**ACTIVITY**: Write out exactly the lines below that run from the line containing "Label a point on each instance of the shrub" through the last line of the records.

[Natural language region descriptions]

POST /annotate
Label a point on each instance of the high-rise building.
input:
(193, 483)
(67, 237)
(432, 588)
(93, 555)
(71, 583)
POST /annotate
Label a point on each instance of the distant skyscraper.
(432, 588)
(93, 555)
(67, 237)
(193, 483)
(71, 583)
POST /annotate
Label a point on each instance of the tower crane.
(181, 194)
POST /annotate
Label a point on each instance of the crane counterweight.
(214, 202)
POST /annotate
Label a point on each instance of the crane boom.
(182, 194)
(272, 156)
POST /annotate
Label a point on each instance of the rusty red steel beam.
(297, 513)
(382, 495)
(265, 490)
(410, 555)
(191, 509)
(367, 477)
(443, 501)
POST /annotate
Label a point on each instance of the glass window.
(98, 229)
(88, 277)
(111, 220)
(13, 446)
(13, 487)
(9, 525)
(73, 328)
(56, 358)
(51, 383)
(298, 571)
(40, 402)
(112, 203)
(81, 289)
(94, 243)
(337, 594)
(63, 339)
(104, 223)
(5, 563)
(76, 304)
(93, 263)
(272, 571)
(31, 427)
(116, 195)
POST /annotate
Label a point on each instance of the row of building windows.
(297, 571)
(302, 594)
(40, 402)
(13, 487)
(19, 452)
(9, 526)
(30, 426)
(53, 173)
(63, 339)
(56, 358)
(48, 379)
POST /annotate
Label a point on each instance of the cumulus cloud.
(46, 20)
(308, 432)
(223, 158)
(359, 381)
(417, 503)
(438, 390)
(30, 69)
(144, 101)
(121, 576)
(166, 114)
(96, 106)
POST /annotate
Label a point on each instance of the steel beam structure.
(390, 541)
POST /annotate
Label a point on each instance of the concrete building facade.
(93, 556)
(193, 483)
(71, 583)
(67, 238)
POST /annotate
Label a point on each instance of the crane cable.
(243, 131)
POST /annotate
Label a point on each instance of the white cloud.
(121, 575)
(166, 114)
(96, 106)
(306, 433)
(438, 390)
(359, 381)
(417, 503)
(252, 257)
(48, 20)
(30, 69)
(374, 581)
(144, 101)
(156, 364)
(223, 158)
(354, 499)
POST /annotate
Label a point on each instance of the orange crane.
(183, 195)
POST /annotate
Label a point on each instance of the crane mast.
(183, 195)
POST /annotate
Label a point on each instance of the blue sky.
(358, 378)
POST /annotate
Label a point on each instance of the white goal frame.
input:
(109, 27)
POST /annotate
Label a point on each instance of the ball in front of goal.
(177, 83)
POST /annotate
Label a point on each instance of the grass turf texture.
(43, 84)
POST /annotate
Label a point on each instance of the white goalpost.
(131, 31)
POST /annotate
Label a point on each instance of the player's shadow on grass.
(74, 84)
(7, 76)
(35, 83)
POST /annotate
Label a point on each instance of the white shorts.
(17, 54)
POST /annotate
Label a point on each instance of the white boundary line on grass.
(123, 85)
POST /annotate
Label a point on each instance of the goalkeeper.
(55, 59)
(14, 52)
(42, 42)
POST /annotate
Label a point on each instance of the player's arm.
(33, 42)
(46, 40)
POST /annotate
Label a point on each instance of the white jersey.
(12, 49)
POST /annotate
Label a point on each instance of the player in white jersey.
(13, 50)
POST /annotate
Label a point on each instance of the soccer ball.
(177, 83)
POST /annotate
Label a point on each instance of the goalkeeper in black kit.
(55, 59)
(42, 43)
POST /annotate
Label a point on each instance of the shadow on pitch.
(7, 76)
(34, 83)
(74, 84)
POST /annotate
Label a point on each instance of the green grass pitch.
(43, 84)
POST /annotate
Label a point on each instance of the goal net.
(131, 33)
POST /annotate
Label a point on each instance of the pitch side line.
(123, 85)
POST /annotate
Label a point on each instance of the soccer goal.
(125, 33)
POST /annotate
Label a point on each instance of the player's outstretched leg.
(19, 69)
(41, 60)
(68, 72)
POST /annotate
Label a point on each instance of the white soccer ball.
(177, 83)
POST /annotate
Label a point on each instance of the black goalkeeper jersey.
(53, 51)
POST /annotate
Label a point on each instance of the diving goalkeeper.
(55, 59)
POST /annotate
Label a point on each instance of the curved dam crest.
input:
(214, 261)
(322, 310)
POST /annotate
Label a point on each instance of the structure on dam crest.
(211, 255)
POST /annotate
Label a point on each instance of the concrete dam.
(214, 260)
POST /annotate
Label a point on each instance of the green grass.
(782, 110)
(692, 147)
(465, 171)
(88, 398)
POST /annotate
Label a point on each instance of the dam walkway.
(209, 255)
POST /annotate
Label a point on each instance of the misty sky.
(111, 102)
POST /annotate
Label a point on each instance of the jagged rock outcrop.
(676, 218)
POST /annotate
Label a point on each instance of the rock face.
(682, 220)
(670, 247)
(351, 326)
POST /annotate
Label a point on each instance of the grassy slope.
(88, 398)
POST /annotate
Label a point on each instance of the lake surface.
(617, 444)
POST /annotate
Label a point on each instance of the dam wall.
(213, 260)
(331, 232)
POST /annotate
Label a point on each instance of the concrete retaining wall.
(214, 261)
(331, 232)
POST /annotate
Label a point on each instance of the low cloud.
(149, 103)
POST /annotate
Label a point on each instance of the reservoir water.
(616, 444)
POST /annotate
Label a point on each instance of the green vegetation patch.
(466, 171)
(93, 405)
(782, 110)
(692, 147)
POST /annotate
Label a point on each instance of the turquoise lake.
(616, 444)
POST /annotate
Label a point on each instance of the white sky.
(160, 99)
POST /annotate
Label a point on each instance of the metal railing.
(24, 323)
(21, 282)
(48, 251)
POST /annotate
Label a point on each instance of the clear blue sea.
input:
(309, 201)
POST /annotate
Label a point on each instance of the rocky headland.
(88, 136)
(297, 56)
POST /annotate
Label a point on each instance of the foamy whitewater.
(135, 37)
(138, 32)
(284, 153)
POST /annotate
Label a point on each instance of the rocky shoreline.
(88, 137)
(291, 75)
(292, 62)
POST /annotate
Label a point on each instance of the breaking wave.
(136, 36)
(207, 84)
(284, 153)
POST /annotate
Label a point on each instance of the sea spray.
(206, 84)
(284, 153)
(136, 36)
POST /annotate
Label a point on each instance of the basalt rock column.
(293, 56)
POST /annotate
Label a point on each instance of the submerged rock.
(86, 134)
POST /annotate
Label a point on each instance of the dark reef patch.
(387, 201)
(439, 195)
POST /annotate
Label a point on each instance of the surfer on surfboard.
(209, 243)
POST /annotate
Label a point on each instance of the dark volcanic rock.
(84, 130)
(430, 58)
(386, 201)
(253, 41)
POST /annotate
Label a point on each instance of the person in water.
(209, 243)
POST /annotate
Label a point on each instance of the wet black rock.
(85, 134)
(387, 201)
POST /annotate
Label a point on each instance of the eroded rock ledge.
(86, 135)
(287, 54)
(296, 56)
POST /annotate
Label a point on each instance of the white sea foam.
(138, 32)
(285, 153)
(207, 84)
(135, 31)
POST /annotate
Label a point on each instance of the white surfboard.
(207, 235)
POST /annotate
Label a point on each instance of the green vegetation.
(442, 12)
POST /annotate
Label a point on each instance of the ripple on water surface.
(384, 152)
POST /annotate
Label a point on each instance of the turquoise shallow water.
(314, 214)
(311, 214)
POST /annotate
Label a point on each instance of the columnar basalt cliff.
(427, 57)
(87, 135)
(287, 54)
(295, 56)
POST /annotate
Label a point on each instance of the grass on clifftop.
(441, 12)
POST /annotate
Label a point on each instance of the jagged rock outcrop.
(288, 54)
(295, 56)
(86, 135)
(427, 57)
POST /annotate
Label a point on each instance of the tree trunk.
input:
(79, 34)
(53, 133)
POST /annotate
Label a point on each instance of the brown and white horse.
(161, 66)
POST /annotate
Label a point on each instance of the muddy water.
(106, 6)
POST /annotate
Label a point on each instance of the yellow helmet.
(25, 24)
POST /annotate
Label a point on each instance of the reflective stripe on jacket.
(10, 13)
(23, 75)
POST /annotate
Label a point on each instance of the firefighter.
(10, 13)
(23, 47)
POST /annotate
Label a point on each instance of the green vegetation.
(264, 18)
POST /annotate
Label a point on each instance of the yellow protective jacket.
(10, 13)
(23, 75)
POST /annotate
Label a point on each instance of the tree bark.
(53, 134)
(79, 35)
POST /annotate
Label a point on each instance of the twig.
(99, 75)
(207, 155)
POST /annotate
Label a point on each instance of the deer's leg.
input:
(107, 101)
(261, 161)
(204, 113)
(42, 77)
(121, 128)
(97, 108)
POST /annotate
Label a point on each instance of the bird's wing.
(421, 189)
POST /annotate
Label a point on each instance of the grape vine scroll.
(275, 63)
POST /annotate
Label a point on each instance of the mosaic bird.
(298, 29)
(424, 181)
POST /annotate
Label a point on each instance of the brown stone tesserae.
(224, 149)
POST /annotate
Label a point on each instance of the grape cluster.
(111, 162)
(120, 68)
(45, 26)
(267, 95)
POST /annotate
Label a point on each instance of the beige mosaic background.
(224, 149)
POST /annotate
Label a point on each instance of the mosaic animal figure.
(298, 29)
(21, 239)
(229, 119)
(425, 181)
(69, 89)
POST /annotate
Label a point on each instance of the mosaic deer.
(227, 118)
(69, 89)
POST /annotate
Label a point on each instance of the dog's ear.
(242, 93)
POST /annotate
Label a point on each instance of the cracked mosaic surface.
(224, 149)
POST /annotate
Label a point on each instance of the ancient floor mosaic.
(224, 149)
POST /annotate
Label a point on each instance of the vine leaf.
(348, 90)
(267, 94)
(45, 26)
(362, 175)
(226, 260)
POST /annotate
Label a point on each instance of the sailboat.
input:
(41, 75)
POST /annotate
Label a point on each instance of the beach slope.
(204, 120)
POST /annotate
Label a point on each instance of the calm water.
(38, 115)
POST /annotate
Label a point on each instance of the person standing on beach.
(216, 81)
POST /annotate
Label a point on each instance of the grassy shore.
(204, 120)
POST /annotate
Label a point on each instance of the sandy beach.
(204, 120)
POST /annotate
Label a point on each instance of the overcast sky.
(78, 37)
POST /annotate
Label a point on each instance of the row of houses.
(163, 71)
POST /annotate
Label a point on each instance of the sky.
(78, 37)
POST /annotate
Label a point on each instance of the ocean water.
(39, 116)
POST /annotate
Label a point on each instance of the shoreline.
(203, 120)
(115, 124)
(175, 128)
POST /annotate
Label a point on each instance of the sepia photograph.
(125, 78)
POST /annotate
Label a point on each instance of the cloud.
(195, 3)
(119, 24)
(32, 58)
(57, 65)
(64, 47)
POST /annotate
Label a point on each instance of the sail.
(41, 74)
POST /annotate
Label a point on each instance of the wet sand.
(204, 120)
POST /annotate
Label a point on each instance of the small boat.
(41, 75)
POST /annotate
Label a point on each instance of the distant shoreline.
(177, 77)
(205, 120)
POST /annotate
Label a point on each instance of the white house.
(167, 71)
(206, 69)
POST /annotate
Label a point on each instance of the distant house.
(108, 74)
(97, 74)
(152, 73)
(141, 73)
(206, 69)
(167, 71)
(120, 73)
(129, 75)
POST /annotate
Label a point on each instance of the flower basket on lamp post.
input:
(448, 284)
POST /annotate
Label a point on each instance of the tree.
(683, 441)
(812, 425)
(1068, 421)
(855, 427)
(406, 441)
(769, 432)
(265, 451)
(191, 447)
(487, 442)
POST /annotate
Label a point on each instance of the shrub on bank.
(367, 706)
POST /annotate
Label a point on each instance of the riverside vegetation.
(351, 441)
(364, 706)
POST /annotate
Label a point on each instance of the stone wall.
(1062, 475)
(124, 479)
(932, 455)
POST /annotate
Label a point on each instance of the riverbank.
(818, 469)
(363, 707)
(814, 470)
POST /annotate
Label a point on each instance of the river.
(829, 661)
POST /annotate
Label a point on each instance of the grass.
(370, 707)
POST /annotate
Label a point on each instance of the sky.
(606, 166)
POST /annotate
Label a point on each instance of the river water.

**SOLUTION FOR THIS TASK**:
Label a point on each instance of the shrub on bank.
(367, 706)
POST /annotate
Label a point on each instance of the riverside vegetation.
(351, 441)
(364, 706)
POST /annotate
Label a point on each instance of the stone wall.
(1062, 475)
(124, 479)
(932, 455)
POST /annotate
Label a point on each instance of the riverbank.
(818, 469)
(363, 707)
(814, 470)
POST /annotate
Label a point on each instance of the river.
(829, 661)
POST /annotate
Label a point on each instance of the grass.
(370, 707)
POST /annotate
Label a point on each instance of the sky.
(606, 166)
POST /annotate
Label a point on each instance of the river water.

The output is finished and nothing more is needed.